WHAT TO WORK ON - Keeping every line intact, print the records that follow.

Region pointing data
━━━━━━
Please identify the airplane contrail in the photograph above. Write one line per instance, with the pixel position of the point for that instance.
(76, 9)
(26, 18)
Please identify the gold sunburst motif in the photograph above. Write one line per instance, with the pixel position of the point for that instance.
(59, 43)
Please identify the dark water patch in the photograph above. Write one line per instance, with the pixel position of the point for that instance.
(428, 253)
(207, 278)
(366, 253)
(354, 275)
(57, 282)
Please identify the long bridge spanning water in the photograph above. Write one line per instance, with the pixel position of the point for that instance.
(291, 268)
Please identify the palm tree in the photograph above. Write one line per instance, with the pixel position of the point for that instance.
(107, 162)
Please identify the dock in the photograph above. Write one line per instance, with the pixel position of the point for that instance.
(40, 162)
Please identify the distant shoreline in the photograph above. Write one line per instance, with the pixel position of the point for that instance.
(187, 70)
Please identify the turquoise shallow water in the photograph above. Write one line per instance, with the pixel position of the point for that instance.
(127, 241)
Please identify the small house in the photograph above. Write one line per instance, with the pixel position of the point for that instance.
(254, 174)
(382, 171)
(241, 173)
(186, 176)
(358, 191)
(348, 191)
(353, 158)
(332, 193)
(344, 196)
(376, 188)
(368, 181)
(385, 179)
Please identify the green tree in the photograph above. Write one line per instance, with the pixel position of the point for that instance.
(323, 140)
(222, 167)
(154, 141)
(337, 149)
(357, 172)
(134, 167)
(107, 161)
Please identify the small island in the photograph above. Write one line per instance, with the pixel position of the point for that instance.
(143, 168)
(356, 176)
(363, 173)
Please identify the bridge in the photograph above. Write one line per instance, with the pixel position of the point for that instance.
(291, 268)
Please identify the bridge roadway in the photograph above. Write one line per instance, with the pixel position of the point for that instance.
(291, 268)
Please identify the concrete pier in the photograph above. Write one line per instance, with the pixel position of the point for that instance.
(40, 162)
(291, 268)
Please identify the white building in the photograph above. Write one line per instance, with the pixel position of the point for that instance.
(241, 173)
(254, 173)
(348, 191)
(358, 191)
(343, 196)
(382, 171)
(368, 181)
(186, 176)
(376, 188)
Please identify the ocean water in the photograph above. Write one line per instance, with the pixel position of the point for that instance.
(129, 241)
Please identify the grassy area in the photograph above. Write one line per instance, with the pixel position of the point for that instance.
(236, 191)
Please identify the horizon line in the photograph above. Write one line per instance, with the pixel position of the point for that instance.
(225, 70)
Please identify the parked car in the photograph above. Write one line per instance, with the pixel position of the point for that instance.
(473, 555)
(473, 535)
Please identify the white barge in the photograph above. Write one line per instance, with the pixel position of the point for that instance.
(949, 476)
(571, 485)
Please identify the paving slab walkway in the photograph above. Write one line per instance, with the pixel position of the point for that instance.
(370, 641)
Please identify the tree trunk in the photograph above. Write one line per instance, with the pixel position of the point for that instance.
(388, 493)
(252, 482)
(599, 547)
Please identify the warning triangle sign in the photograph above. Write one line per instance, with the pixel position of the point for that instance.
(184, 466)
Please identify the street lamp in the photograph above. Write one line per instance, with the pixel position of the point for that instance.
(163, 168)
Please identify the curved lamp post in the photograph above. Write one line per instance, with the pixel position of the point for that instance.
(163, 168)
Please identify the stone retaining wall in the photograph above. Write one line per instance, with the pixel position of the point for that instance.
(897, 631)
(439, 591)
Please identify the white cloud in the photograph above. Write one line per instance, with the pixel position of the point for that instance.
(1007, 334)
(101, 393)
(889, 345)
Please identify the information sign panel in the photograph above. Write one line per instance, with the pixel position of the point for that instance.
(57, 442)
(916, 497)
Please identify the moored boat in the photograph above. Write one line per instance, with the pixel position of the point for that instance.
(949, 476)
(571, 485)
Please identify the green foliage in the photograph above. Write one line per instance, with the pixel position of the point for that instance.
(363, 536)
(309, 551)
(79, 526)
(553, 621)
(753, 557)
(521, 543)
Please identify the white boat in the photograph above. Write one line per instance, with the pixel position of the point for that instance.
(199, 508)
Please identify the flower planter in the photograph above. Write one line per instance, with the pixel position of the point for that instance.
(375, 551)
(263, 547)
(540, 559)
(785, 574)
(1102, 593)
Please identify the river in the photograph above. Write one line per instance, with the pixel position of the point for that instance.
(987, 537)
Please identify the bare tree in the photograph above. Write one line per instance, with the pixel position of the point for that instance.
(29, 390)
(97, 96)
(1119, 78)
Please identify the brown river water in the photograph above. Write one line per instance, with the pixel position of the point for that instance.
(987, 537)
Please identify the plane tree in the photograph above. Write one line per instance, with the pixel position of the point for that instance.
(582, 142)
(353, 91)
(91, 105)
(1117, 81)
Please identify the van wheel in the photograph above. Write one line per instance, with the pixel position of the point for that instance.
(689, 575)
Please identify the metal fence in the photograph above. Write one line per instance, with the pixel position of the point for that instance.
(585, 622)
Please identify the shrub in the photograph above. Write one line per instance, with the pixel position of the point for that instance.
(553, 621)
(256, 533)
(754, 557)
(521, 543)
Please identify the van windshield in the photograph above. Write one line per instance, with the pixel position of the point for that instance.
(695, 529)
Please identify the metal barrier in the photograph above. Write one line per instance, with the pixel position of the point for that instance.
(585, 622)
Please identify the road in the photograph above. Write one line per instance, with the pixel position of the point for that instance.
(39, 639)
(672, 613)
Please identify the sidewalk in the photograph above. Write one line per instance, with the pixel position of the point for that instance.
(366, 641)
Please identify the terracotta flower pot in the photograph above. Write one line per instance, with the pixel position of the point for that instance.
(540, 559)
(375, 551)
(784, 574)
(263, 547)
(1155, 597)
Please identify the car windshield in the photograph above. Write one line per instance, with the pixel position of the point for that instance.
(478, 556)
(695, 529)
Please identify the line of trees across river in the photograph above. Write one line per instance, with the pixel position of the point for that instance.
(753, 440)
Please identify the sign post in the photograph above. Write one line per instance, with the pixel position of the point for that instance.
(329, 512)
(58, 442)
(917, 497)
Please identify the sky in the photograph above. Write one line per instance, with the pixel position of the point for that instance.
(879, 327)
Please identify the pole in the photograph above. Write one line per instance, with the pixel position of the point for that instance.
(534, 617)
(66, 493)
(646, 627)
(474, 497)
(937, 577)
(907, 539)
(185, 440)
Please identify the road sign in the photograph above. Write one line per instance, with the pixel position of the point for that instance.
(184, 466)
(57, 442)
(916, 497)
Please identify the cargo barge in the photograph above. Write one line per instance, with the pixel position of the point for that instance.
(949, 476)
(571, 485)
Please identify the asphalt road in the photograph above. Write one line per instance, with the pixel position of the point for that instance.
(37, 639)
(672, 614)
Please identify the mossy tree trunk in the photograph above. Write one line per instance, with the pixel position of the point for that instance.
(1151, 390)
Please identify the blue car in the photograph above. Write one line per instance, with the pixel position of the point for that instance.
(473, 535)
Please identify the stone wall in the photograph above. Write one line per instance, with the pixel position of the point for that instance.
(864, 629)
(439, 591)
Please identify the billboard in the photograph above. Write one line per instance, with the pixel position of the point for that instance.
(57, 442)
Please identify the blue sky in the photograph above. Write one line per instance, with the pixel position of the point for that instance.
━━━━━━
ANSWER TO THIS TASK -
Please identify the airplane contrail in the photograph above. Write one line per instance, with the pixel position of the point for that instance.
(76, 9)
(26, 18)
Please identify the gold sunburst motif in the photograph above. Write one line per instance, with the pixel position of the point for that instance.
(59, 43)
Please identify the dark water patch in the photograph above. Write one line per instance, with the pixel position of the point for that instance.
(428, 253)
(207, 278)
(366, 253)
(354, 275)
(57, 282)
Please identify the long bridge spanning water in the photograph above. Write one line per instance, with the pixel position of the point for that instance.
(291, 268)
Please identify the palm tree in the photograph above. Write one line per instance, with the pixel position of the point for that instance.
(107, 162)
Please identify the dock in the photograph above. Write one line per instance, with the pixel position of the point for that instance.
(40, 162)
Please identify the distant shoreline in the photograph above. Write one line per instance, with the pixel position of the point for that instance.
(187, 70)
Please identify the turquoise shallow water in the photograph above. Write one line per instance, with the pixel position of the point for that instance.
(127, 241)
Please identify the small house in the photograph above. Write one line per instance, with the pixel position of the point for that instance.
(254, 174)
(382, 171)
(241, 173)
(186, 176)
(358, 191)
(348, 191)
(353, 158)
(332, 193)
(344, 196)
(376, 188)
(368, 181)
(385, 179)
Please identify the green tree in the photograph above. Write one line per instance, with the pixel position of the point for that instance.
(323, 140)
(222, 167)
(154, 141)
(337, 149)
(357, 172)
(134, 167)
(107, 161)
Please identify the small island in the photograph above. Write one line per instance, with the pixel position of the point for that instance.
(143, 168)
(356, 176)
(363, 173)
Please identify the bridge in the photograph above. Write one line per instance, with the pixel position of the point for that instance.
(291, 268)
Please identify the bridge roadway in the photograph above. Write one line per instance, with the pixel position of the point for that instance.
(291, 268)
Please identify the concrete pier in the photograph above. Write one line per instance, with the pixel position of the point for that instance.
(40, 162)
(291, 268)
Please identify the white building in the photograph above. Write one line per instance, with the pixel position of the point for that instance.
(241, 173)
(254, 173)
(348, 191)
(358, 191)
(343, 196)
(382, 171)
(368, 181)
(186, 176)
(376, 188)
Please identify the ocean water in the photograph above. Write one line per instance, with the pixel position of the point for that instance.
(129, 241)
Please identify the grassy area in the photograph above. Write one line per instance, with the pixel position of the point for that instance.
(236, 191)
Please identify the horizon line in the photograph above. Write one line per instance, with the pixel position of the point for that instance.
(225, 70)
Please identify the parked car in the photograph above. Write one line per instance, with the pixel position of the point for that instance.
(473, 555)
(473, 535)
Please identify the white barge in the photograph above. Write one line per instance, with the pixel position of the point for that instance.
(949, 476)
(571, 485)
Please identify the paving slab walkway in the photograph above. Write one line per instance, with the pixel position of the point for that instance.
(370, 641)
Please identify the tree trunk in the photograph above. Write one line per instance, with the pixel position of the point for that instance.
(388, 493)
(252, 482)
(599, 547)
Please identify the warning triangle sign in the photograph above. Write one line per instance, with the pixel position of the point for that instance.
(184, 466)
Please identify the street lamp in the photograph above. Write one line per instance, with the pixel position of the point for that instance.
(163, 168)
Please identify the curved lamp post in the photograph above. Write one line per instance, with the pixel position of the point for that instance.
(163, 168)
Please identify the stone retaining wall in the photograph above. Write one line per instance, with the pixel position of the point for that instance.
(897, 631)
(439, 591)
Please identify the white cloud in the photograph above. Write one line per instance, with the pixel position of the point for that instance.
(1007, 334)
(101, 393)
(889, 345)
Please identify the information sign panel in the photograph above. Write one line per instance, with the pixel position of the point for that instance.
(57, 442)
(916, 497)
Please identify the moored boat in the photograph above. Write one line per instance, with the pixel position of the point for that instance.
(949, 476)
(571, 485)
Please identify the green foliage in the photograph above. Write one line per instance, with the pixel position of the point for that instance.
(363, 536)
(309, 551)
(79, 526)
(553, 621)
(753, 557)
(521, 543)
Please identify the white boat in the photograph above. Write one line per instance, with the pixel position of the point for that instance.
(199, 508)
Please identify the flower planter in the photograph above. Write one line per instance, with the pixel position of the point for that instance.
(375, 551)
(263, 547)
(540, 559)
(785, 574)
(1102, 593)
Please identify the river in the photograph above. Write one line per instance, with the pixel position of the point for that instance.
(987, 537)
Please identify the bare tree in the photograph above. Write one line per instance, with the pixel position of the point for that instance.
(29, 390)
(97, 96)
(1119, 78)
Please identify the brown river water in the photograph above. Write one line per instance, with the pixel position of the point for that instance.
(987, 537)
Please identify the plane tree in the photograph above. Write one line per instance, with the pixel position of the point for that instance.
(582, 142)
(353, 91)
(91, 105)
(1117, 81)
Please identify the van wheel in the photograph above. Write one line per instance, with the pixel position of the point for that instance.
(689, 575)
Please identify the metal fence in the photograph above. Write one line per instance, with the pixel position of the point for that instance.
(585, 622)
Please identify the shrub in the photograph above. Write one line per instance, with the pixel position of the point for that instance.
(553, 621)
(256, 533)
(754, 557)
(521, 543)
Please identify the van windshield in the photograph above. Write one line per instance, with the pixel position of the point for that instance.
(695, 529)
Please identify the metal barrier in the photograph above. Write one line per instance, with the pixel position of the point for that instance.
(585, 622)
Please identify the road in the photograph above. Write one line per instance, with the pixel position of the point for that instance.
(39, 639)
(672, 613)
Please identify the sidewalk in the photograph above. Write one line per instance, with the pixel position of the point for that instance.
(366, 641)
Please identify the terracotta flower pot in the photograph above. Write one line per instance, with the pixel position of the point for that instance.
(540, 559)
(375, 551)
(784, 574)
(263, 547)
(1155, 597)
Please identify the car windshield in the photograph above. Write one line per instance, with the pixel position of the point for that instance.
(478, 556)
(695, 529)
Please identify the line of trees across river in the photograph above. Write one line per instance, with the pixel position of the point for that instance.
(753, 440)
Please identify the sign post in the photograph above. Write one line per instance, with the pixel position of the point for that instance.
(329, 512)
(58, 442)
(917, 497)
Please identify the sky in the photograph above. Write one line per instance, with the pixel position of the point for that instance.
(879, 327)
Please identify the pole in the photograph above. Write one line per instance, with the pixel position of the point for that instance.
(534, 617)
(66, 493)
(646, 627)
(474, 497)
(937, 577)
(907, 539)
(185, 440)
Please identify the road sign in the photograph above. Write one line per instance, with the pixel position of the point for that instance.
(184, 466)
(57, 442)
(916, 497)
Please identify the cargo barge in the photograph above. Write one line per instance, with the pixel position of the point for that instance.
(949, 476)
(571, 485)
Please identify the asphalt road in the photograph above. Write one line per instance, with the pixel position of the point for that instance.
(37, 639)
(672, 614)
Please identify the mossy tree trunk in the photograph above. Write one line per instance, with the pixel position of the point for that instance.
(1151, 390)
Please identify the blue car in the photograph above. Write one line per instance, with the pixel position of the point for that instance.
(473, 535)
Please identify the stone wall in the photograph above. Write one line per instance, with the pixel position of the point for that instance.
(864, 629)
(439, 591)
Please identify the billboard in the photograph above. Write one line per instance, with the pixel position of the point for that instance.
(57, 442)
Please identify the blue sky in the photograph above. Write one line per instance, with the pixel position of the point for that instance.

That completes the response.